▶ [YOUR OBJECTIVE] How many lines of the listing contain the string "with"? Only the number is wanted.

▶ [STORED DATA]
::::::::::

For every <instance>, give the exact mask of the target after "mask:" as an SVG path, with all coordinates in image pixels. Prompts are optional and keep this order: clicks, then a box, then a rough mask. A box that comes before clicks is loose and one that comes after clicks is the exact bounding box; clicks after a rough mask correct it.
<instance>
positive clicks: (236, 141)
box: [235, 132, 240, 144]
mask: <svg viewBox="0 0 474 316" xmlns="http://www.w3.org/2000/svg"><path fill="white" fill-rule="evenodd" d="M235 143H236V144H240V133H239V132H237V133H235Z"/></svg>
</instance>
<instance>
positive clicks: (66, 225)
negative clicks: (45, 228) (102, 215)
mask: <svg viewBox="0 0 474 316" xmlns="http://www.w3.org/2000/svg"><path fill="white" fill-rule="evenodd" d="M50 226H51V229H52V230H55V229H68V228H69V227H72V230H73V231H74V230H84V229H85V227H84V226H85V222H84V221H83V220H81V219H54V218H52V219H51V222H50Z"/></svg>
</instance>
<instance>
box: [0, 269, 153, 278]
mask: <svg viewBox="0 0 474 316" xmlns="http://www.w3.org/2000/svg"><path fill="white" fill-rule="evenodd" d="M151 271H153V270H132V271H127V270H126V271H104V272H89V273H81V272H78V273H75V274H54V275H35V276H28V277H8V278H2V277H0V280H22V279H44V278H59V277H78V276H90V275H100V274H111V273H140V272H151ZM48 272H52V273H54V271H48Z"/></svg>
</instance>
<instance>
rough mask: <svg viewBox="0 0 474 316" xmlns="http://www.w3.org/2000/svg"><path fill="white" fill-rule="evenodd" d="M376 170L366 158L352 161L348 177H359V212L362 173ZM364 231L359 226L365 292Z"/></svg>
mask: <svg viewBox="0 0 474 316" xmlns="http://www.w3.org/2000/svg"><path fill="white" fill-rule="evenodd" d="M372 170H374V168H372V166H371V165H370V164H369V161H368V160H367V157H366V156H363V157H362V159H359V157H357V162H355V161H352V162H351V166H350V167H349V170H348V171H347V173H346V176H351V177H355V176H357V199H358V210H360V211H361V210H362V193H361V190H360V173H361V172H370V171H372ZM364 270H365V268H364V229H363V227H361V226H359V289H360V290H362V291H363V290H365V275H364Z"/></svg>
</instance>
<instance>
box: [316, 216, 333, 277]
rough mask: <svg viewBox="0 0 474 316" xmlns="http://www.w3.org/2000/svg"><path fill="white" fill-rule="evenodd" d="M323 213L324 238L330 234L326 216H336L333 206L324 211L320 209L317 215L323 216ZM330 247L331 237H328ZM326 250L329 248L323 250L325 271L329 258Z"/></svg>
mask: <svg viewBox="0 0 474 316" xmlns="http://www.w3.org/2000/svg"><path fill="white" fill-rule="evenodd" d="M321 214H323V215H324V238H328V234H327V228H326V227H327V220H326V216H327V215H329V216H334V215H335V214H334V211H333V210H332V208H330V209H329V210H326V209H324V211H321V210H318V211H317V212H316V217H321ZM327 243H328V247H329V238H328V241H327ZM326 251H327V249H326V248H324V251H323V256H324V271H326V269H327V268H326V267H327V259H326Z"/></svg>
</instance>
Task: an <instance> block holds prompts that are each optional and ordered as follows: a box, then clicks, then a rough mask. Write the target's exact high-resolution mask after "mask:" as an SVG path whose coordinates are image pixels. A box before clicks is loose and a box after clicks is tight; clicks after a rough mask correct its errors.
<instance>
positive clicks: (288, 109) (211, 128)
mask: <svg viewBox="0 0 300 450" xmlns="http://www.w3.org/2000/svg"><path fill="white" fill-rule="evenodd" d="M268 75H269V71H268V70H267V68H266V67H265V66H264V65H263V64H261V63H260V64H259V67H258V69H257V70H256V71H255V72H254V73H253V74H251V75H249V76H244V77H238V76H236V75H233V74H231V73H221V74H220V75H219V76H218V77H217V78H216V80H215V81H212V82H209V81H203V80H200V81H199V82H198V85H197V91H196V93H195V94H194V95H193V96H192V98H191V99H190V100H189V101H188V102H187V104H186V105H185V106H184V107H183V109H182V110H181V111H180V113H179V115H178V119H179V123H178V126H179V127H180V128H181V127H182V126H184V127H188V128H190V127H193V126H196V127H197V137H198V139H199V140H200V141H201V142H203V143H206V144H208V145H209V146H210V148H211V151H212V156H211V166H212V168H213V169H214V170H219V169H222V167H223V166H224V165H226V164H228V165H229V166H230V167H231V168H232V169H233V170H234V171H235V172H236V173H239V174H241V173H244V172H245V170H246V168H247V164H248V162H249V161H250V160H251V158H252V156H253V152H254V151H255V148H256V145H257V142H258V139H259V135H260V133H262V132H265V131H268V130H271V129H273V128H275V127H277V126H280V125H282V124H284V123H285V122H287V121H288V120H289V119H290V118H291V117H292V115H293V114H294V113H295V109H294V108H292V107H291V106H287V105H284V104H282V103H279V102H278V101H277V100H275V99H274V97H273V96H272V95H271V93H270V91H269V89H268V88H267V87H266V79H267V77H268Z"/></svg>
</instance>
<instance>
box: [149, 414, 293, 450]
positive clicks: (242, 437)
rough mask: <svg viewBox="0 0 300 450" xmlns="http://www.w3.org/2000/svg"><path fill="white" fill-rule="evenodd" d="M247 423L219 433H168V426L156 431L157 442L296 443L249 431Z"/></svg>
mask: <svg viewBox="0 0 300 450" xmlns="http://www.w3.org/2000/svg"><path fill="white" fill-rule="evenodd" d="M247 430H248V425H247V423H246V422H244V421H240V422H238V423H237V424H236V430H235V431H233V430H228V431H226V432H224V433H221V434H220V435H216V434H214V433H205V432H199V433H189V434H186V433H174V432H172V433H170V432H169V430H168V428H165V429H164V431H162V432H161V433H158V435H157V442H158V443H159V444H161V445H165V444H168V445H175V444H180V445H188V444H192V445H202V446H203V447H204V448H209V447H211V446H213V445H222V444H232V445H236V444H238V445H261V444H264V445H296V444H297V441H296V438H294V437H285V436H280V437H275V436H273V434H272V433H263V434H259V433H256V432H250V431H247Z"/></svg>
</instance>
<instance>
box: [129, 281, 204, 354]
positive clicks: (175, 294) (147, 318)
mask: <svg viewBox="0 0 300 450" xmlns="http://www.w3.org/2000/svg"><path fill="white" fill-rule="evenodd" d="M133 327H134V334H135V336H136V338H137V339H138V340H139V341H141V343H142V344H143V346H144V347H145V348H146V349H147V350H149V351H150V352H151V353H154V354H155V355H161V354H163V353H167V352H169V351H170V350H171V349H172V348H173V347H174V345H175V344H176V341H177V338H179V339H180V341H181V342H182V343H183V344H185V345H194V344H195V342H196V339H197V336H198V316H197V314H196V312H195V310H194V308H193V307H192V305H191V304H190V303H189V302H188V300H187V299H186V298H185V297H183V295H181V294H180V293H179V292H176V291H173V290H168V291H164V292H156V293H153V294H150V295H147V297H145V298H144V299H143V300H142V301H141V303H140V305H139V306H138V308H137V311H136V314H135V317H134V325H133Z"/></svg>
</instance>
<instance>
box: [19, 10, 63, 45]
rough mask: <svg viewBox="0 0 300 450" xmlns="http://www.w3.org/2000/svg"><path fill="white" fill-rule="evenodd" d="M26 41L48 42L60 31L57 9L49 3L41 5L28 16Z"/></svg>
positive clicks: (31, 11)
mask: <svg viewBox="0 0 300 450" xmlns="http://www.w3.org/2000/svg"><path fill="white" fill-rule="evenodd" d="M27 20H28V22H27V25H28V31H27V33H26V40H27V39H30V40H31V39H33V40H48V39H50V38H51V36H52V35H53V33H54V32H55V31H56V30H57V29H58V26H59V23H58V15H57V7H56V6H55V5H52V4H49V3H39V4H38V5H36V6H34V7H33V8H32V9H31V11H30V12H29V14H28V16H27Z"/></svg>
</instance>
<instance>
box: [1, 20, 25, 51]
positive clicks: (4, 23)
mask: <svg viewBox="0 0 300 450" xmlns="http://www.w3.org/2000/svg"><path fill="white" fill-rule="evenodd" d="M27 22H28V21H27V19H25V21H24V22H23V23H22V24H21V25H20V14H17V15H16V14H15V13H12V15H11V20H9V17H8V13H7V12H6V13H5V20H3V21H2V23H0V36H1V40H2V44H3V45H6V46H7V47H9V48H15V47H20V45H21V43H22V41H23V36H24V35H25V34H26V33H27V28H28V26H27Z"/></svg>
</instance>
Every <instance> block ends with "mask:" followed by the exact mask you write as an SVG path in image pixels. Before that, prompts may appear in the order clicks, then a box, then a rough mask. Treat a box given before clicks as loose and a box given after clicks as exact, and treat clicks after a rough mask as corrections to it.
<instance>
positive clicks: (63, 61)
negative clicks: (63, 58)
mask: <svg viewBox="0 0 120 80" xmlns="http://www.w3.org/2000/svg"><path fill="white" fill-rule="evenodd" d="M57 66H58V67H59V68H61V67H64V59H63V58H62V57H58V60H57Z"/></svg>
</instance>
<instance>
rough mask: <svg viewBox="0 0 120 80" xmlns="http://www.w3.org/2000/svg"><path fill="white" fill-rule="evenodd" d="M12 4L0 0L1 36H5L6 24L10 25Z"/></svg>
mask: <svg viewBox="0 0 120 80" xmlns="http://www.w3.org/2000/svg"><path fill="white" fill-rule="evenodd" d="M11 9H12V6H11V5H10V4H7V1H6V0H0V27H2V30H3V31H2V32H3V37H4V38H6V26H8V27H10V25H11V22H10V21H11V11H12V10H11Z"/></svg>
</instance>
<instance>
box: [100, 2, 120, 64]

::::::::::

▶ [WRITTEN RESPONSE] 2